◆ **Information provided**:
-*-*-
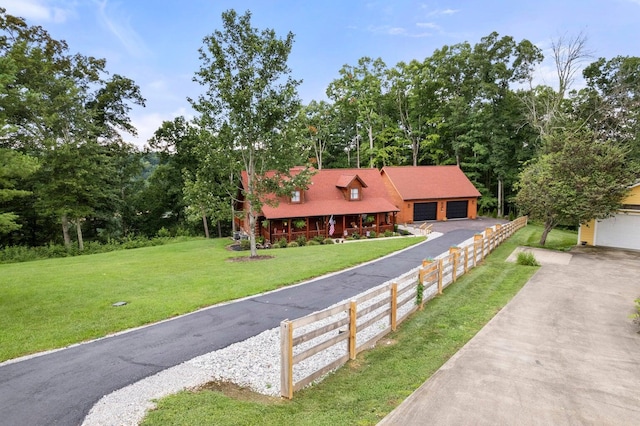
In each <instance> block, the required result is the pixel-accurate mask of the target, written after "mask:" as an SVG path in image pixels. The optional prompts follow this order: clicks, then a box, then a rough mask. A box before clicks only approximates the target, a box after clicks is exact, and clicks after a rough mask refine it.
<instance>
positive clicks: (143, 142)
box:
-*-*-
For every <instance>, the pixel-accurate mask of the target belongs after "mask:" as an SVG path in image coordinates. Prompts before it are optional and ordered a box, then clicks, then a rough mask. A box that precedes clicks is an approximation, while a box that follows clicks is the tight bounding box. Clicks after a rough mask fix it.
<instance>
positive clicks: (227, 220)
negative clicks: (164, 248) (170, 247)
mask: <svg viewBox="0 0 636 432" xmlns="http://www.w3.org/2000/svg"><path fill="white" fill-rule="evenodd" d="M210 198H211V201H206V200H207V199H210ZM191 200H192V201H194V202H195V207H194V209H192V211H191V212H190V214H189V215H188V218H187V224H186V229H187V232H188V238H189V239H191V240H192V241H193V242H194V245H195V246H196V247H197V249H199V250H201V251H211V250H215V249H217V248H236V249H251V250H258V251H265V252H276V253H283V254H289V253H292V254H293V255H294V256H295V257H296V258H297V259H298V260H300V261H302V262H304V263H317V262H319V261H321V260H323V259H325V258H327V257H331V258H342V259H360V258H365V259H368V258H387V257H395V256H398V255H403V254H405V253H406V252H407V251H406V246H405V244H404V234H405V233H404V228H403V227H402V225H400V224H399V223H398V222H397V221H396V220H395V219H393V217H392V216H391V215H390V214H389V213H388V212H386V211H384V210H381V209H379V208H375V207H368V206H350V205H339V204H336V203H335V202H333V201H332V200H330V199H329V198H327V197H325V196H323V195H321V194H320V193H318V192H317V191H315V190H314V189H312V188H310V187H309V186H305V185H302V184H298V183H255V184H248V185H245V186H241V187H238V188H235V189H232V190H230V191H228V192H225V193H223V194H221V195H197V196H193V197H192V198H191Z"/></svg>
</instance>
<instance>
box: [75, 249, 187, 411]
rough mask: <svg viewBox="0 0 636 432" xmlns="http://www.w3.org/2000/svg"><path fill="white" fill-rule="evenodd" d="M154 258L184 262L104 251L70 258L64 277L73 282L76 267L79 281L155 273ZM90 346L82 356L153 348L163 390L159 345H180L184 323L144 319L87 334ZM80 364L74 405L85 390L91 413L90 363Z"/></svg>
-*-*-
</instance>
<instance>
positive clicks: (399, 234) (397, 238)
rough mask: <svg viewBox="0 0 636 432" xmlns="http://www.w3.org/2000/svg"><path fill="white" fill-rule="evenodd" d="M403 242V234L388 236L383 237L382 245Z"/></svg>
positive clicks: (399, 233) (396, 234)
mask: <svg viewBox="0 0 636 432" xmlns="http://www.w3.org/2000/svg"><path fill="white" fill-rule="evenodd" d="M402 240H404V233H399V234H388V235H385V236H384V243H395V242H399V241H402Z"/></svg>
-*-*-
◆ **Exercise aim**: List every row above that contains the string "optional".

◆ **Expected answer**:
In each <instance> block, the required result is the pixel-accurate mask of the target, written after "mask:" as an SVG path in image pixels. The optional prompts follow this order: clicks, then a box, then a rough mask. A box before clicks only approximates the target, a box after clicks is exact, and clicks after a rough mask refine it.
For every <instance>, the pixel-accurate mask of the target belongs after "mask:" as an SVG path in image coordinates. Prompts before it are optional and ordered a box, then clicks, then a rough mask. A box that precedes clicks is an approximation, while a box that follows clicks is the tight bounding box. Clicks after a rough mask fix it.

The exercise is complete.